• Required task: Pull out every line in the items below that contains the word "fawn".

==================================================

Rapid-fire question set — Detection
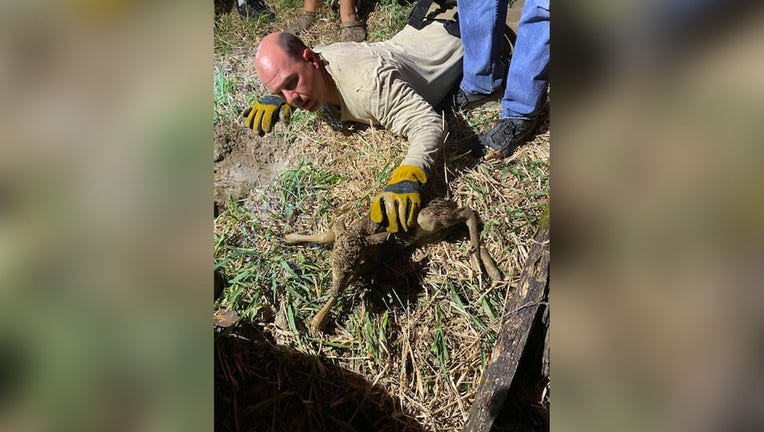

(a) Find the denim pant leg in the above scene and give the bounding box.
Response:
[457,0,509,94]
[502,0,549,119]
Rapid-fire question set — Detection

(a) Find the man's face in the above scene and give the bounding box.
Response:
[255,35,329,111]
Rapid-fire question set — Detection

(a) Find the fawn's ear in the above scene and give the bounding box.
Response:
[332,221,347,235]
[366,232,387,246]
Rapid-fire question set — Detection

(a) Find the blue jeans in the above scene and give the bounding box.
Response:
[457,0,549,119]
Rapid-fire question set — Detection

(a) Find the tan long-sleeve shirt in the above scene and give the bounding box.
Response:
[316,22,463,172]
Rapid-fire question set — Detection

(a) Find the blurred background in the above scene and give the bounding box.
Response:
[0,0,764,431]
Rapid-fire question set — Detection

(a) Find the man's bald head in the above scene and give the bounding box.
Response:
[255,32,308,62]
[255,32,338,111]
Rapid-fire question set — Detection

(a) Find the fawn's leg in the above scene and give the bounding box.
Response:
[310,295,337,330]
[284,222,345,244]
[284,231,336,244]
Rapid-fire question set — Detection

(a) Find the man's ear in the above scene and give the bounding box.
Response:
[302,48,321,68]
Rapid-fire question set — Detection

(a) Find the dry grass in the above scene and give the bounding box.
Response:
[215,1,549,431]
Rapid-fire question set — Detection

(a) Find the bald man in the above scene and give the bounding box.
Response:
[245,17,462,232]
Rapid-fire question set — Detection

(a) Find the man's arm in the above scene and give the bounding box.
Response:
[370,71,444,232]
[372,71,445,175]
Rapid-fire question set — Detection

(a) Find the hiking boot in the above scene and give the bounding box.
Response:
[453,88,501,111]
[340,21,366,42]
[286,11,318,35]
[236,0,276,21]
[340,21,366,42]
[478,117,538,159]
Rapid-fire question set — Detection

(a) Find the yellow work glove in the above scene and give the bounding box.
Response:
[243,96,292,136]
[370,165,427,233]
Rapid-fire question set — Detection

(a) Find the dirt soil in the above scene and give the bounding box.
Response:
[215,122,288,208]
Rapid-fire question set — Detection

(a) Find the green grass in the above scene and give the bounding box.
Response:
[214,161,340,324]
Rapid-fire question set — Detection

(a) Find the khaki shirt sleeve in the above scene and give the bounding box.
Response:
[370,62,445,174]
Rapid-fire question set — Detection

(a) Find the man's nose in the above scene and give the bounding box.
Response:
[283,90,302,108]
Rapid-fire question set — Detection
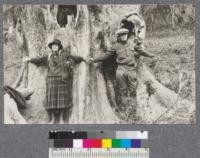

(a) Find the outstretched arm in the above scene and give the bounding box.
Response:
[93,49,116,62]
[70,54,83,63]
[134,45,155,58]
[24,55,48,66]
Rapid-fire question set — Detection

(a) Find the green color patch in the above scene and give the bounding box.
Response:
[112,139,121,148]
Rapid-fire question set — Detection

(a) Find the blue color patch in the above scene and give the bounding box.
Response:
[121,139,131,148]
[131,139,141,148]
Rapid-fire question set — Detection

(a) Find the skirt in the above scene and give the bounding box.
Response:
[45,76,72,110]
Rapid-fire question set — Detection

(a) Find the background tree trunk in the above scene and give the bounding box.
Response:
[4,5,195,123]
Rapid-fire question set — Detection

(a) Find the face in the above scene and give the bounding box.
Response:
[51,44,59,52]
[134,26,145,44]
[119,34,128,42]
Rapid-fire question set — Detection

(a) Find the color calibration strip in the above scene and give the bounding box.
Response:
[51,138,144,148]
[49,131,148,139]
[49,131,149,158]
[49,148,149,158]
[49,131,148,148]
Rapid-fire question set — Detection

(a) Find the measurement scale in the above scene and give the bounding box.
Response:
[49,131,149,158]
[49,148,149,158]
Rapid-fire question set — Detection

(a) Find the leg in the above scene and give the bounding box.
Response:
[127,70,138,97]
[59,109,64,124]
[116,68,128,107]
[47,109,55,124]
[116,68,128,95]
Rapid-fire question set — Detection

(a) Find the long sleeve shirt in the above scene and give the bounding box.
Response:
[30,52,83,76]
[94,43,154,67]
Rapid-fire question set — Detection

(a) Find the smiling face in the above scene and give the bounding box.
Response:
[118,33,128,42]
[51,44,59,52]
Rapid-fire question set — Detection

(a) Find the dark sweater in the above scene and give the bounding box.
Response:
[30,51,83,77]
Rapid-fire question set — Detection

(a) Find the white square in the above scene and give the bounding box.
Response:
[73,139,83,148]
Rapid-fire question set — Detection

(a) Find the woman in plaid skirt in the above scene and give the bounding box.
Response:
[24,39,83,123]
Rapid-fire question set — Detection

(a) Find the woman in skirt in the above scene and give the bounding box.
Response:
[24,39,83,123]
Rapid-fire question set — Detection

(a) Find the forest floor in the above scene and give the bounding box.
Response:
[4,28,195,123]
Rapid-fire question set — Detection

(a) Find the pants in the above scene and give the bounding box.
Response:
[116,65,138,96]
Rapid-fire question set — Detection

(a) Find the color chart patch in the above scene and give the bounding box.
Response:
[49,131,149,158]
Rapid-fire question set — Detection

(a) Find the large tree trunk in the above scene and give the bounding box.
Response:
[3,5,194,123]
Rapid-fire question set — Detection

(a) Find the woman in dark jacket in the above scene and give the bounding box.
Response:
[24,39,83,123]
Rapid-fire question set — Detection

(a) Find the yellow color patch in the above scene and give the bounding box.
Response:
[102,139,112,148]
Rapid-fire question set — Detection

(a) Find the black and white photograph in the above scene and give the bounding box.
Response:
[3,4,196,124]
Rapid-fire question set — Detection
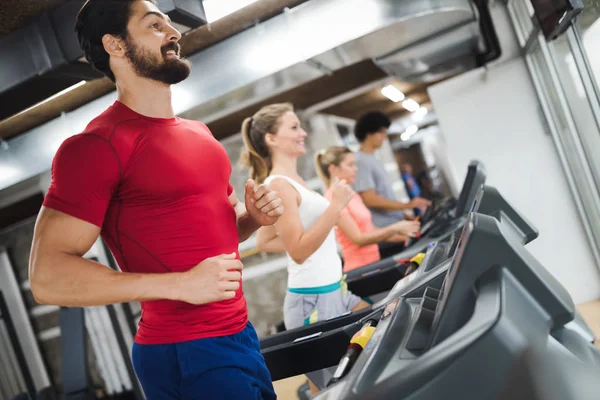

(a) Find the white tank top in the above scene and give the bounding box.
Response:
[265,175,342,288]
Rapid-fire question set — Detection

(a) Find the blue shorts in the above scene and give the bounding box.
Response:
[132,322,277,400]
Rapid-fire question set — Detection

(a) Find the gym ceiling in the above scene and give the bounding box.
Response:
[0,0,432,140]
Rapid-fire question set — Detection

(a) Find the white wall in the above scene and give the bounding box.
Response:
[429,3,600,303]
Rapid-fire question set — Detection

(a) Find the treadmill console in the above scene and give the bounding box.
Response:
[315,209,574,400]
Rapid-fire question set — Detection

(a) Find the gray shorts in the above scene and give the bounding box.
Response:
[283,288,361,389]
[283,288,361,329]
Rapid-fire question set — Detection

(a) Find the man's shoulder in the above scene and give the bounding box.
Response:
[81,103,144,140]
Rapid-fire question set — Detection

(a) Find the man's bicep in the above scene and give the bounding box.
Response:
[43,134,122,227]
[32,207,101,256]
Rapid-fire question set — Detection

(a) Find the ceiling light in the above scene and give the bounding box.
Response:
[402,99,421,112]
[404,125,419,136]
[412,107,428,122]
[202,0,257,23]
[381,85,404,103]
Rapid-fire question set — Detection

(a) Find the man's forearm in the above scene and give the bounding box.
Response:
[30,254,181,307]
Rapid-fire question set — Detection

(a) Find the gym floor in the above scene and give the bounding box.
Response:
[273,300,600,400]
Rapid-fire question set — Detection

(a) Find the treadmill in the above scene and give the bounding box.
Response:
[260,186,538,380]
[261,187,595,390]
[313,189,598,400]
[346,161,486,297]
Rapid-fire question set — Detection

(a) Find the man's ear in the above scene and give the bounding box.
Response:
[102,34,125,57]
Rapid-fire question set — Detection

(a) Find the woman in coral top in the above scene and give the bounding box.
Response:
[315,146,420,272]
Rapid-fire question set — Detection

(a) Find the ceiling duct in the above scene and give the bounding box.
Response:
[0,0,492,195]
[374,0,500,82]
[158,0,207,29]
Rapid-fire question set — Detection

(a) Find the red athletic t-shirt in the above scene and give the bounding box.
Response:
[44,101,248,344]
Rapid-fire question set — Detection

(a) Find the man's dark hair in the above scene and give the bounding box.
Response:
[75,0,156,82]
[354,111,392,143]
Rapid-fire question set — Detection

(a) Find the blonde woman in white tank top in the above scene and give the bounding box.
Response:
[242,104,368,391]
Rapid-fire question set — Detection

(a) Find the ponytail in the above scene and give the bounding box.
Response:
[240,103,294,184]
[241,117,272,184]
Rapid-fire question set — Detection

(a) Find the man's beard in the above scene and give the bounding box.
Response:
[127,40,191,85]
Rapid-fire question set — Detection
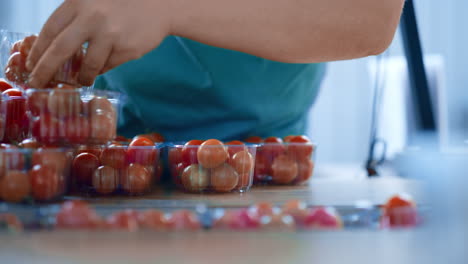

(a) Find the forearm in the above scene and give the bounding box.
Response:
[170,0,404,63]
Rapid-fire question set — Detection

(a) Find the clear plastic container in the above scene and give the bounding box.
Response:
[72,144,163,196]
[168,144,257,193]
[0,30,86,88]
[0,145,72,203]
[26,88,122,146]
[254,143,316,185]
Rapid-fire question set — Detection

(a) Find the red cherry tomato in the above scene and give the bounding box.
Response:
[73,153,100,186]
[182,139,203,164]
[288,136,314,159]
[245,136,263,144]
[271,155,298,184]
[282,200,309,225]
[181,164,210,192]
[47,87,82,118]
[229,150,254,174]
[55,200,102,229]
[0,78,13,93]
[106,210,139,231]
[197,139,229,169]
[138,210,168,231]
[90,114,117,143]
[127,137,159,166]
[0,171,31,203]
[92,166,119,194]
[29,165,63,201]
[294,159,314,183]
[225,140,247,158]
[100,144,127,170]
[167,210,201,231]
[211,164,239,192]
[120,164,152,194]
[5,52,29,84]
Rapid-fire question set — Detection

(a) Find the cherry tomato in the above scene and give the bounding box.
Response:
[88,96,116,116]
[197,139,229,169]
[167,210,201,231]
[92,166,119,194]
[20,35,37,58]
[55,200,102,229]
[127,137,159,166]
[5,52,29,84]
[245,136,263,144]
[182,139,203,164]
[29,165,62,201]
[32,148,71,175]
[77,145,102,157]
[261,137,286,162]
[229,150,254,174]
[0,78,13,92]
[288,136,313,159]
[63,116,90,144]
[73,153,100,186]
[0,171,31,203]
[282,200,309,225]
[271,155,298,184]
[294,159,314,183]
[91,114,117,143]
[226,140,247,158]
[120,163,152,194]
[303,207,342,229]
[32,115,60,144]
[100,144,127,170]
[211,164,239,192]
[47,87,82,118]
[181,164,210,192]
[381,194,419,227]
[137,210,168,231]
[18,138,41,149]
[106,210,139,231]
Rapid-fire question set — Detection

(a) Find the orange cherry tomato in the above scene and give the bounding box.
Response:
[225,140,247,158]
[288,136,314,159]
[197,139,229,169]
[0,171,31,203]
[294,159,315,183]
[0,78,13,92]
[73,152,100,186]
[182,139,203,164]
[271,155,298,184]
[29,165,63,201]
[138,210,168,231]
[181,164,210,192]
[245,136,263,144]
[229,150,254,174]
[120,163,152,194]
[55,200,102,230]
[92,166,119,194]
[100,144,127,169]
[211,164,239,192]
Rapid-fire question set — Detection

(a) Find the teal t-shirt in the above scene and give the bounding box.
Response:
[95,36,325,141]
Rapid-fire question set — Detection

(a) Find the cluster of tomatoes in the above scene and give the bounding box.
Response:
[5,35,84,87]
[72,135,163,195]
[245,136,314,185]
[168,139,256,192]
[0,144,72,203]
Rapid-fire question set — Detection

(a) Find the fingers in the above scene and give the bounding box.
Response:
[26,1,76,71]
[78,34,112,86]
[29,19,89,88]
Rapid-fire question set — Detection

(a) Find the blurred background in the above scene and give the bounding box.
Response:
[0,0,468,164]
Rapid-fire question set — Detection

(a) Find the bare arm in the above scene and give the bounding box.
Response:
[27,0,404,88]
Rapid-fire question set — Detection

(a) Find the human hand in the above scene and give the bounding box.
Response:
[26,0,171,88]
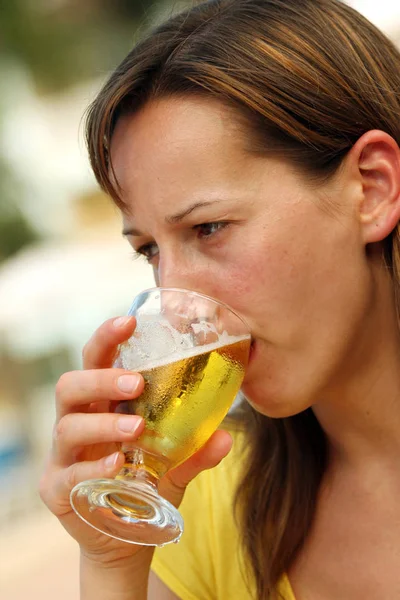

==================================================

• Right answer:
(a) Find the fawn's ear in the above scene and give the bounding box.
(a) Find the fawn's leg in the above scene and give the bounding box.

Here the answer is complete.